Text segment ▸
※ ※ ※

## Convolutions with Neighbors
The computational efficiency of convolutions comes from interacting data that is consider "local". For an image, pixels are local if they are within the size of the convolutional filter. For point-wise operations, we have a lot of flexibility for how we define pair-wise interactions used for convolutions. In this notebook, we illustrate how to use two data preprocessing classes for creating "edges" and "edge attributes" used by the `e3nn.point.message_passing.Convolution` class for the interacting atoms within a specified radius. We give examples for both molecules and crystals (with periodic boundary conditions).

In [1]:
import torch
import e3nn
import e3nn.point.data_helpers as dh
import glob

torch.set_default_dtype(torch.float64)  # torch.float64 is the datatype we use for e3nn

### Import data from files
I'm using `pymatgen` simply because it's the package I'm most accustomed to. Feel free to use what you like.


In [2]:
import pymatgen
from pymatgen.core.structure import Molecule, Structure

In [3]:
# Set maximum radius for convolution and neighbor lists
r_max = 3.

# Molecules
mol_species = []
mol_coords = []
mol_atom_type_set = set()
for filename in glob.glob('data/*.xyz'):
    mol = Molecule.from_file(filename)
    mol_coords.append(torch.tensor(mol.cart_coords))
    species = list(map(str, mol.species))
    mol_atom_type_set = mol_atom_type_set.union(set(species))
    mol_species.append(species)
mol_atom_type_list = sorted(list(mol_atom_type_set)) 

A = len(mol_atom_type_list)
mol_Rs_in = [(A, 0, 1)]

## Create one-hot encoding of atom types
mol_features = []
for coords, species in zip(mol_coords, mol_species):
    N, _ = coords.shape
    feature = torch.zeros(N, A)
    atom_type_indices = [mol_atom_type_list.index(specie) for specie in species]
    feature[range(N), atom_type_indices] = 1.
    mol_features.append(feature)

※ ※ ※

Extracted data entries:
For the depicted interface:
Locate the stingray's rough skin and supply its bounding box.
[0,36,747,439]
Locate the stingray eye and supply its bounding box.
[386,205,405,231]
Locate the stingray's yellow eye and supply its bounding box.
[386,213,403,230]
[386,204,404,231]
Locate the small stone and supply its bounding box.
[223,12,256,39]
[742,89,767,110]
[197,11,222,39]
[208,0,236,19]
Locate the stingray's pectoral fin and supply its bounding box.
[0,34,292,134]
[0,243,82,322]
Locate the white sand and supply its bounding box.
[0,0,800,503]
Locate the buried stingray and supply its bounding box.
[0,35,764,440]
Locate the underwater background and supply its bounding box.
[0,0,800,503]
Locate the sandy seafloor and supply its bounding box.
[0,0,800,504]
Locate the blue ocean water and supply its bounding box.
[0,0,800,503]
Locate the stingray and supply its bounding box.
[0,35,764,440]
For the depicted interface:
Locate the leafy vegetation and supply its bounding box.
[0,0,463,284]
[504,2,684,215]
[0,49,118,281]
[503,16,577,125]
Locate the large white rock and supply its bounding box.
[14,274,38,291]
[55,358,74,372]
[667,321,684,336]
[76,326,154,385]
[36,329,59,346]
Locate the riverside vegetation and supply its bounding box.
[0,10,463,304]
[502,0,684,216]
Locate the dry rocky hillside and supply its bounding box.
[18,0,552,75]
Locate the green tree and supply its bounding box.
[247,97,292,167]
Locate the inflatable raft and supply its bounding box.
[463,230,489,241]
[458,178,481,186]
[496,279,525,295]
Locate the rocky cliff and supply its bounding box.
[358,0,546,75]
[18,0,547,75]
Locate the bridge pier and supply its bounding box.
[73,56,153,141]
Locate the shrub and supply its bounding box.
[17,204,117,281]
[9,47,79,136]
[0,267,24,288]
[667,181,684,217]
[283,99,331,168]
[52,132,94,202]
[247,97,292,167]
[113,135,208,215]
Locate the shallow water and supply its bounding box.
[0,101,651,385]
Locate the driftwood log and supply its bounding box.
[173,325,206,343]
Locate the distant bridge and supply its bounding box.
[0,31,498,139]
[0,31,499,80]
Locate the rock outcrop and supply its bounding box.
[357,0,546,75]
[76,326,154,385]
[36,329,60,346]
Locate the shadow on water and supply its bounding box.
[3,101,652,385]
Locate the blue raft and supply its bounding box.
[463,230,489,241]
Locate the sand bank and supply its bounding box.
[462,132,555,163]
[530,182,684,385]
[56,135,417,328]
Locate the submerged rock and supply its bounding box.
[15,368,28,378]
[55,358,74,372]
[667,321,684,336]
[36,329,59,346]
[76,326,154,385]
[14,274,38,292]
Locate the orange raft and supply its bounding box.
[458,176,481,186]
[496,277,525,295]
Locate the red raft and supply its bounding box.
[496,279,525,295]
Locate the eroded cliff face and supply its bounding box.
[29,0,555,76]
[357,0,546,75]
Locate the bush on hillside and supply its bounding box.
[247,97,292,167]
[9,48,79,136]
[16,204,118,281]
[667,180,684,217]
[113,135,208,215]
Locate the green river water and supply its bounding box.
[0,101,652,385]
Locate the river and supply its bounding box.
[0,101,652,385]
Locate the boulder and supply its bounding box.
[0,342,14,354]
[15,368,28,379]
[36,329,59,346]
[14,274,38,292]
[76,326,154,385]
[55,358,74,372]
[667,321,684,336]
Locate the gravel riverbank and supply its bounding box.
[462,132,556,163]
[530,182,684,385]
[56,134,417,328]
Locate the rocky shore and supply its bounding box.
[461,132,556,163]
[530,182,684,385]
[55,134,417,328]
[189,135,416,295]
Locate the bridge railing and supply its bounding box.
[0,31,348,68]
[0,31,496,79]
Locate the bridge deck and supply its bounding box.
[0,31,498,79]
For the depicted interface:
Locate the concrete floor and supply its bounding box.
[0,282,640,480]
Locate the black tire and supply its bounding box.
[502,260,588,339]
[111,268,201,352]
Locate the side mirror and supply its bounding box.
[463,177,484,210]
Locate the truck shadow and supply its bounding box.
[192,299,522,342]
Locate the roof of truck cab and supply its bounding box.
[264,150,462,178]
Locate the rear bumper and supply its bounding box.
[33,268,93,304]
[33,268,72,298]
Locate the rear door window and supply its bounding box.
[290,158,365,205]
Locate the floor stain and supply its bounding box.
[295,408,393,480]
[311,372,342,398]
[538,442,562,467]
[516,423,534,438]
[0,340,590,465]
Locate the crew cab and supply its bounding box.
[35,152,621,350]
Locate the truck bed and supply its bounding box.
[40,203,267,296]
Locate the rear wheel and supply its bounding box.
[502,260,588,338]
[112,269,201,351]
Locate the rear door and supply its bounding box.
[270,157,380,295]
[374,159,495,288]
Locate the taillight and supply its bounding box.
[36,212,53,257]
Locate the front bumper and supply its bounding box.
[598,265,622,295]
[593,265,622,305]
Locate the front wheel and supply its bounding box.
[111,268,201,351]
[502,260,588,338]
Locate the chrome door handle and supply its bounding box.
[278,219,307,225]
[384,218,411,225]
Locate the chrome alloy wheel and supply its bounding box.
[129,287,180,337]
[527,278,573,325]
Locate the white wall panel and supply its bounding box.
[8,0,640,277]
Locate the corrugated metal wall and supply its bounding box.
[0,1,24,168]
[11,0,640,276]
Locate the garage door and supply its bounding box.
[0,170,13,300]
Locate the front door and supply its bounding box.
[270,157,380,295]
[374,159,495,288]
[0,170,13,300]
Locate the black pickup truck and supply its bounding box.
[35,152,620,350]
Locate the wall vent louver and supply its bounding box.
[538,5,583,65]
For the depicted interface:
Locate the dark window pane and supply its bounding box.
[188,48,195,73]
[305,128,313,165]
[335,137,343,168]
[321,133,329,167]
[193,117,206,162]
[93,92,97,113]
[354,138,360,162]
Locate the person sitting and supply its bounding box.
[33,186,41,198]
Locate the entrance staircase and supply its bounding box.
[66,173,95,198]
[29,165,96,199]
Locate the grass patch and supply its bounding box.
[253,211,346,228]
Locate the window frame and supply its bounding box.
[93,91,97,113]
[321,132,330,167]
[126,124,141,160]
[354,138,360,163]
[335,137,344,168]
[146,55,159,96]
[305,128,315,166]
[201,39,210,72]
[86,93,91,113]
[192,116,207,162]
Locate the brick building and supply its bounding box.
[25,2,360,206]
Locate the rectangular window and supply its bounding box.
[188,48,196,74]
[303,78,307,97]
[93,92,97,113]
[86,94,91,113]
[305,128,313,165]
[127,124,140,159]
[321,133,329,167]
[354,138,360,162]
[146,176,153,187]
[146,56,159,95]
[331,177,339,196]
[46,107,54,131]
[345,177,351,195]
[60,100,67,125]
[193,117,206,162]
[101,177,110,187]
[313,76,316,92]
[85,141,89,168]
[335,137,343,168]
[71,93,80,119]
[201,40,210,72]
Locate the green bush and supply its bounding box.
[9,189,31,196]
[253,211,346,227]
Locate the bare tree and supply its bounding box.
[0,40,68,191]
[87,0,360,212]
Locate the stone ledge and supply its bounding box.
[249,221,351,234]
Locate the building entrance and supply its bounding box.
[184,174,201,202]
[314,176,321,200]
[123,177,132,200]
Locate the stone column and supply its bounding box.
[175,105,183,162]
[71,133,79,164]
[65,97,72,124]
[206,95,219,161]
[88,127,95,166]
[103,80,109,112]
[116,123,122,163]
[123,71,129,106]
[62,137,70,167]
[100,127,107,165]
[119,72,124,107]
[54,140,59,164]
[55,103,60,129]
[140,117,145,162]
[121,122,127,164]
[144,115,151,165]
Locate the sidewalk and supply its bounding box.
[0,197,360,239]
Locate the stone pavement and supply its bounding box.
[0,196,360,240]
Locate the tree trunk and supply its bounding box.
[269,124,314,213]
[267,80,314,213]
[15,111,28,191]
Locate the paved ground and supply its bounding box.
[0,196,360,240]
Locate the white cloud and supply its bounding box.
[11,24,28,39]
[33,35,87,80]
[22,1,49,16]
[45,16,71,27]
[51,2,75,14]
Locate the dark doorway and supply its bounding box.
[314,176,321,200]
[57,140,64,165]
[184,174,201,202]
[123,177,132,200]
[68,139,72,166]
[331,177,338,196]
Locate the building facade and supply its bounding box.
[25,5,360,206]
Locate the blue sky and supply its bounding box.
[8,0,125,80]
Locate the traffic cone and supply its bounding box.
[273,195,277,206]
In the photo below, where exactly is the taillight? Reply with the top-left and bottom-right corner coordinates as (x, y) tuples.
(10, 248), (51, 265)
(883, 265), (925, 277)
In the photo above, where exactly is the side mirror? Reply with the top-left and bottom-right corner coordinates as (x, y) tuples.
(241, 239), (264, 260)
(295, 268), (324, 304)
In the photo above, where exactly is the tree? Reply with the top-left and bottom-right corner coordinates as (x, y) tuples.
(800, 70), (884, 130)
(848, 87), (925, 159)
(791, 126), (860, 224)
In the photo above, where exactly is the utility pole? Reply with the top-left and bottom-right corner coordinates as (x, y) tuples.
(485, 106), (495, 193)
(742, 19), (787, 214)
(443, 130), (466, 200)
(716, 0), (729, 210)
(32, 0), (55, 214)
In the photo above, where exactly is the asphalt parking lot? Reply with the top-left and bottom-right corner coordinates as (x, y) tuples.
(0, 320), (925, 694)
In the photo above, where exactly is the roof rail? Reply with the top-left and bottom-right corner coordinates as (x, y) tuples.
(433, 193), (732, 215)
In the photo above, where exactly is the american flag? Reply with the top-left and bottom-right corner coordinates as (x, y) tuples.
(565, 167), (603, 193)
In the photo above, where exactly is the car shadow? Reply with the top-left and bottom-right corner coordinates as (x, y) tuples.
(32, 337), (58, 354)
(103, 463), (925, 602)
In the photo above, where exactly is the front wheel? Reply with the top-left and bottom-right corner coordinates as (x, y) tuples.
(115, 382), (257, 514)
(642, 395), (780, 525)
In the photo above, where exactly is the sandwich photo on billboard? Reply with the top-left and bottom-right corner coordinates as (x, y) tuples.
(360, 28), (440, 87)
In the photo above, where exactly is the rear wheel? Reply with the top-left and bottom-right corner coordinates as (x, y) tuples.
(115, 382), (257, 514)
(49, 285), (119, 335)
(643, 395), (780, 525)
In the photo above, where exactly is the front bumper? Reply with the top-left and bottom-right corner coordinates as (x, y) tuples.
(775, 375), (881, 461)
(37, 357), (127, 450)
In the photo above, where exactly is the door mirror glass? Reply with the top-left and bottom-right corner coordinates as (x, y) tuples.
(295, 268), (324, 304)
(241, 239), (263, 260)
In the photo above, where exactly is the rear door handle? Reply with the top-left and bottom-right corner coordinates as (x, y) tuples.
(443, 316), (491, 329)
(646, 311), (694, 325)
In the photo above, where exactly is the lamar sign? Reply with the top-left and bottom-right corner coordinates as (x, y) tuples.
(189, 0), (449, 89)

※ ※ ※

Written problem ▸ Translate this sentence from the text on convolutions with neighbors into Spanish: "For an image, pixels are local if they are within the size of the convolutional filter." The listing is not needed here.

Written solution ▸ En una imagen, los píxeles son locales si están dentro del tamaño del filtro convolucional.